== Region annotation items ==
****

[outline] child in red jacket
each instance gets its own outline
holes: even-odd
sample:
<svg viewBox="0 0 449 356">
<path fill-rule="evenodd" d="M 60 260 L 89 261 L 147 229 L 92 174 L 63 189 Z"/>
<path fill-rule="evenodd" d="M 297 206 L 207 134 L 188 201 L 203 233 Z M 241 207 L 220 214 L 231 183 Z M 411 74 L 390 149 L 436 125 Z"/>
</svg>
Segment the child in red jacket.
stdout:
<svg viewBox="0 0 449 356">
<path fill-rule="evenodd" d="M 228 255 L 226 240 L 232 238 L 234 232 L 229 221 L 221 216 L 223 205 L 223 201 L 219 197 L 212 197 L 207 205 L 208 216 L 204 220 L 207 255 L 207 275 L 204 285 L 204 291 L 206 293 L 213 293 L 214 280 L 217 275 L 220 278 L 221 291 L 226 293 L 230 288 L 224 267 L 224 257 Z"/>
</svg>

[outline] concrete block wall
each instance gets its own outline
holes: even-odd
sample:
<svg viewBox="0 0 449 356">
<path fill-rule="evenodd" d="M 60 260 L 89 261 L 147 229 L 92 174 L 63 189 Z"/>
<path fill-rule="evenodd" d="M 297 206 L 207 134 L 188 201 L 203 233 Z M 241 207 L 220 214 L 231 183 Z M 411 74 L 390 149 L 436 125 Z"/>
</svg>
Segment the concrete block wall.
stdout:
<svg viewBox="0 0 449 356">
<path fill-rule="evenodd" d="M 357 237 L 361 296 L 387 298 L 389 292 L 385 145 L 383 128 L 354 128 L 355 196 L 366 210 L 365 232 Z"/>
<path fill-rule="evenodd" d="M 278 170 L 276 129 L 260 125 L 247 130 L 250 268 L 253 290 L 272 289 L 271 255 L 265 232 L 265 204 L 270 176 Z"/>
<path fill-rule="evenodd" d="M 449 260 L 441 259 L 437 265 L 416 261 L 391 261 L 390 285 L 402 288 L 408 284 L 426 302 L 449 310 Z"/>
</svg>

****

== Given exercise ==
Count the lines in the data above that contain the word "jacket" and reply with the number alone.

== Full solution ==
2